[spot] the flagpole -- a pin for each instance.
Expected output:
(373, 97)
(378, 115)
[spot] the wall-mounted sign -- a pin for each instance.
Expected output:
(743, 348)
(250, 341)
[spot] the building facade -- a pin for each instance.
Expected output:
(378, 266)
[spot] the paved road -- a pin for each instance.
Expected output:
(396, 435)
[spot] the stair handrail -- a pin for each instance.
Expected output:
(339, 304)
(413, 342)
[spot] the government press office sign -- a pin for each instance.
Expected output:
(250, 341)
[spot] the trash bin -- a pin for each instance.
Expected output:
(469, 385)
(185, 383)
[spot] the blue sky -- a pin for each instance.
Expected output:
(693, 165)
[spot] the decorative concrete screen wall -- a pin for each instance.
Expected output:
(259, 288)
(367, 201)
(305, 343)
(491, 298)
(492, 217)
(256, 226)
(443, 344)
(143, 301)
::::
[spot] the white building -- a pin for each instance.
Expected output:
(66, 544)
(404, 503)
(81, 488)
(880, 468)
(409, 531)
::::
→ **Directions for this task**:
How many lines of the data above contain the string "instance", counting case as significant? Reply with the number only.

→ **Solution to the exercise**:
10